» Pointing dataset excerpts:
========================
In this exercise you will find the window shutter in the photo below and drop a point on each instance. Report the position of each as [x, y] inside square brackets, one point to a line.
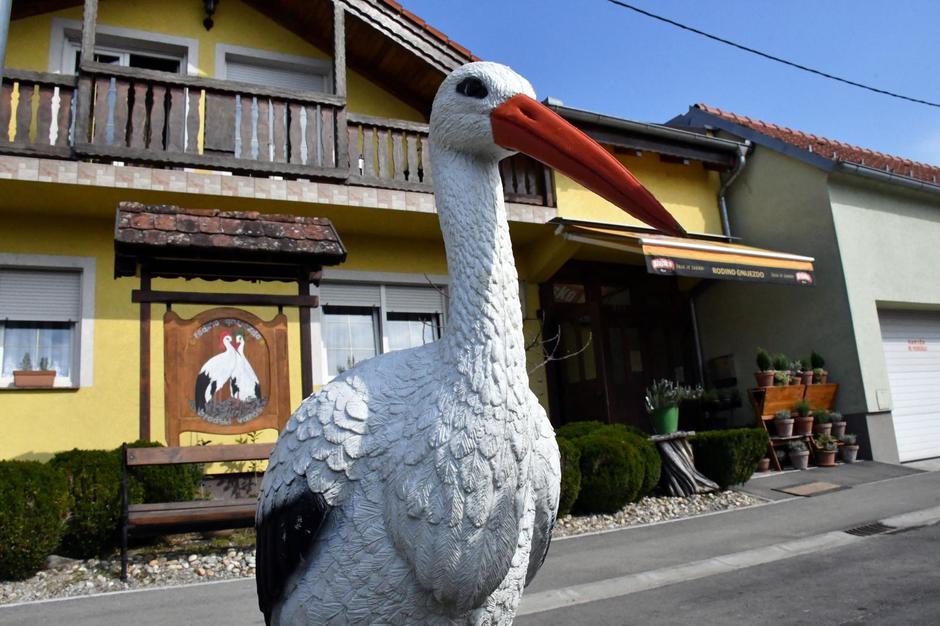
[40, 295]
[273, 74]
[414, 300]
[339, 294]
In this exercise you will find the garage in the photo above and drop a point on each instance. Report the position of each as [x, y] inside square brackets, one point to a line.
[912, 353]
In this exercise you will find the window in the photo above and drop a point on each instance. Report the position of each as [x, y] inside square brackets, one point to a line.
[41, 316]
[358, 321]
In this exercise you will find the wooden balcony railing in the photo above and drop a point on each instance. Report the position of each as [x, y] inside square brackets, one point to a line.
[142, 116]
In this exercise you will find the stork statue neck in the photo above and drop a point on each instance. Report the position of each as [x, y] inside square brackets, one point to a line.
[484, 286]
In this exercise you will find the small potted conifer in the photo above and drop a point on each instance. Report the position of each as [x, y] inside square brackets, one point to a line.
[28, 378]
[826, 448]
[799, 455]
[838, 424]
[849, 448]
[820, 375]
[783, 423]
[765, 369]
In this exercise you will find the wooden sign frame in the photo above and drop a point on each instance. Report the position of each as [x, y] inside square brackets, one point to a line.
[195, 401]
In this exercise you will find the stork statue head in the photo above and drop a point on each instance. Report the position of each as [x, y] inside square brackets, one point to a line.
========================
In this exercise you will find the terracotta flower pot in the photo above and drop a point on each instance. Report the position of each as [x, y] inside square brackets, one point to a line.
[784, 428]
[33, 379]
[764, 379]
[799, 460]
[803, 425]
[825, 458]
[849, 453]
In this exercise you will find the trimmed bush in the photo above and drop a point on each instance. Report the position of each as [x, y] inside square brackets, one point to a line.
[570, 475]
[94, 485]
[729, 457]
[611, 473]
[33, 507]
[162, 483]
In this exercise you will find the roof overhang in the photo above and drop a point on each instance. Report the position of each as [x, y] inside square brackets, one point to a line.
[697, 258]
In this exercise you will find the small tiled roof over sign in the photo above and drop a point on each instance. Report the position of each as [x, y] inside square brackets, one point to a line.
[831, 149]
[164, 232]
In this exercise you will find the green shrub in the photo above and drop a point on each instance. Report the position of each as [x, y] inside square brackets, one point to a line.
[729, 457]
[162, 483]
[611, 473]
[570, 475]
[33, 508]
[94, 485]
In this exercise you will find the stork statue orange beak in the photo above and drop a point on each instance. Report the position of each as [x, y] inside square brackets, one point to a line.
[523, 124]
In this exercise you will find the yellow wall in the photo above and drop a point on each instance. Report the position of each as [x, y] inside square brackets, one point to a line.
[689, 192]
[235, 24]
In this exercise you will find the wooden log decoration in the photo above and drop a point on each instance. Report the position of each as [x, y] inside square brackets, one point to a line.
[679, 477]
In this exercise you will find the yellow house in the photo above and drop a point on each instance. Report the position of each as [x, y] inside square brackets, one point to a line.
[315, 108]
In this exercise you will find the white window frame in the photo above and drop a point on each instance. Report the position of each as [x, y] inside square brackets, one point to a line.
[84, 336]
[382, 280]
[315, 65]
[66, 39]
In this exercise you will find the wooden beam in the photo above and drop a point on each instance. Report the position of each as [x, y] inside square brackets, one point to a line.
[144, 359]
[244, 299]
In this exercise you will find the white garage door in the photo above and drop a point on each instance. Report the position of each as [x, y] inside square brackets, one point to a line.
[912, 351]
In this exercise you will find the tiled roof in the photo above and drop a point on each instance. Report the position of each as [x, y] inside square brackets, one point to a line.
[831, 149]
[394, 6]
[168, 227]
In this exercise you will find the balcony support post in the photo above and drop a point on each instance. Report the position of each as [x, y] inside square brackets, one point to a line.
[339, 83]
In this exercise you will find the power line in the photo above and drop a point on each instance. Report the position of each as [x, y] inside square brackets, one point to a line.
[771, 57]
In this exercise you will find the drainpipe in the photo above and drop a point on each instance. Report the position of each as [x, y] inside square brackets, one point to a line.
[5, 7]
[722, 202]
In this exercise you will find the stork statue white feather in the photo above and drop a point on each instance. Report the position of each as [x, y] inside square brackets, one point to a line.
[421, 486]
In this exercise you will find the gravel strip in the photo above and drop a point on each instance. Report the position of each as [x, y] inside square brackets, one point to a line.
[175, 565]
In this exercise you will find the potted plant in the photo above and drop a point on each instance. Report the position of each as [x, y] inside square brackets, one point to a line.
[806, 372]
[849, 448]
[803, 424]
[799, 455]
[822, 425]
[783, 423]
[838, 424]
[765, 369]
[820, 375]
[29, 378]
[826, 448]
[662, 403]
========================
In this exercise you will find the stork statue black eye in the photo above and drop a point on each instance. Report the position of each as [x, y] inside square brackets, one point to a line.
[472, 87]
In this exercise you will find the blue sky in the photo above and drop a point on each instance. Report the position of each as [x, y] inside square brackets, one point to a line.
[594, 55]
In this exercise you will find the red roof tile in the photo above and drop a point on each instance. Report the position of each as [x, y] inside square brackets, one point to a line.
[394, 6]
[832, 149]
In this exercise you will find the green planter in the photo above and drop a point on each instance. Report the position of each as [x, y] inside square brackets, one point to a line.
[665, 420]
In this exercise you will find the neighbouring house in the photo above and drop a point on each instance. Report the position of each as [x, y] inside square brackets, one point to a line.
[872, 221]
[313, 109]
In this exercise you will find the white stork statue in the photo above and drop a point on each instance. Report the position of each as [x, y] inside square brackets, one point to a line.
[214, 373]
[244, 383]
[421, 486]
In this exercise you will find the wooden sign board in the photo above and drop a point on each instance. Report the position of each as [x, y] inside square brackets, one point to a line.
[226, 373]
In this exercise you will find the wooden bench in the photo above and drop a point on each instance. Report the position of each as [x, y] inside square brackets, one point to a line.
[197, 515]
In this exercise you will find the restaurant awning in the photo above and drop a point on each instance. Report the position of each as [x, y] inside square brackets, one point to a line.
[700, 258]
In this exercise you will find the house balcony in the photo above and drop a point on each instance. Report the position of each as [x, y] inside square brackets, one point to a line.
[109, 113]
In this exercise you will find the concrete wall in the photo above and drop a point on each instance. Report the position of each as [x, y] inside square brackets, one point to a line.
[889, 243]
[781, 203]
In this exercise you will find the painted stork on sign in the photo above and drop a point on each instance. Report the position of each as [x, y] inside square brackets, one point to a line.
========================
» REQUIREMENT: Substitute "carved" for "wooden" and give back only the lines from the line with "In this exercise you will find the stork statue neck" up to and including the line with "In this exercise you will find the stork statue head", with everything else unchanged.

» PROBLEM SOLUTION:
In this exercise you will find the stork statue neck in the photo above and drop a point on each instance. Report the position of each as [x, y] inside square brackets, one point to a line.
[484, 286]
In this exercise you will find the small potted conifer in the photo above and drop a point on each instance. Report the position of each as [x, y] inside square brackets, one point to a line.
[28, 378]
[826, 448]
[799, 455]
[838, 424]
[849, 448]
[820, 375]
[783, 423]
[765, 369]
In this exercise you will find the carved sign frame in the photo above and drop a point on each instance. Report the position of each as [x, y] inside square brackets, one point to a line.
[195, 401]
In this exercise you will find the stork statue head in the photo above and drop a point on each instance. Report the position of each as [x, y] inside square brackets, one point to a line.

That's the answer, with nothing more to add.